[Dataset rows]
※
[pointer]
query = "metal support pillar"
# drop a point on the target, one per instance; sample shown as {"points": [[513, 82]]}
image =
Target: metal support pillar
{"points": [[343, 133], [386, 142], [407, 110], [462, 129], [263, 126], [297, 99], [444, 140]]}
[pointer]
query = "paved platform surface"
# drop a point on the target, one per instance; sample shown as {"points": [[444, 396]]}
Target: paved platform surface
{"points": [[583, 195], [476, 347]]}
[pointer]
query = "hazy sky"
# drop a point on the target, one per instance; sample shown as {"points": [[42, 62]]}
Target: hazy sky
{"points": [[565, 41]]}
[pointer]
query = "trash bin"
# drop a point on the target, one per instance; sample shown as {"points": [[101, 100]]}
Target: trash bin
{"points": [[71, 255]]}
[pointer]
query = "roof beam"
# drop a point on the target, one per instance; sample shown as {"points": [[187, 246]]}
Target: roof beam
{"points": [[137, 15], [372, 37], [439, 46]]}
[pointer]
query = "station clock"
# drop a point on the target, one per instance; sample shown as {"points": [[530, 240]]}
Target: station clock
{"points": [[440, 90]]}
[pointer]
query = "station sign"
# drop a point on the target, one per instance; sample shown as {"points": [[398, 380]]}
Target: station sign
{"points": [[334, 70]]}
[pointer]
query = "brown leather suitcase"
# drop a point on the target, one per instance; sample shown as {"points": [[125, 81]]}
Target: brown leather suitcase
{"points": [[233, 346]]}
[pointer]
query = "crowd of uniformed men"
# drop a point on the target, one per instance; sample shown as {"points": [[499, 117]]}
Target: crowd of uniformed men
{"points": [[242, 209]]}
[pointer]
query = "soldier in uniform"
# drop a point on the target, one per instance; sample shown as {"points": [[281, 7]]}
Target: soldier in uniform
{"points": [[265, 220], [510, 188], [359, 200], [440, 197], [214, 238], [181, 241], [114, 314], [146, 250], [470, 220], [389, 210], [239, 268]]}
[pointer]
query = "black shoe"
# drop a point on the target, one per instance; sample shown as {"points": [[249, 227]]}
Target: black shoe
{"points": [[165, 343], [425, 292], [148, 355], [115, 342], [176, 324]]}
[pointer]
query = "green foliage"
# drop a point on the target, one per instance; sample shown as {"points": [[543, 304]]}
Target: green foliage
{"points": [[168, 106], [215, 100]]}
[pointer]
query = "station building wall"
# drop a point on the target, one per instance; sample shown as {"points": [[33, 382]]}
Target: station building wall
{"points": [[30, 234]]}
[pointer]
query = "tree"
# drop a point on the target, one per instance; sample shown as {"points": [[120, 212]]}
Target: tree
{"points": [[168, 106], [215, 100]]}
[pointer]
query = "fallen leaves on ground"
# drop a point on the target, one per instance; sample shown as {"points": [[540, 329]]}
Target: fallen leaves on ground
※
[Short problem]:
How many lines in the rows above contain the string "brown", matching case exactly? Give only the number.

[Complete answer]:
2